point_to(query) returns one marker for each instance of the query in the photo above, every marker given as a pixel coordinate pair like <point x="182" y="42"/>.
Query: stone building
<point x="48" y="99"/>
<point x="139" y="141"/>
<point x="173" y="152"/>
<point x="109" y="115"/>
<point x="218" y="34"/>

WHAT YOU ARE ASKED TO DO =>
Each of the records shown above needs to be repeated exactly.

ANSWER TO THE EXERCISE =>
point_to(query) returns one marker for each instance of the query in the photo above, every marker given as a pixel coordinate pair like <point x="182" y="42"/>.
Query: stone building
<point x="48" y="99"/>
<point x="139" y="141"/>
<point x="173" y="152"/>
<point x="109" y="115"/>
<point x="218" y="34"/>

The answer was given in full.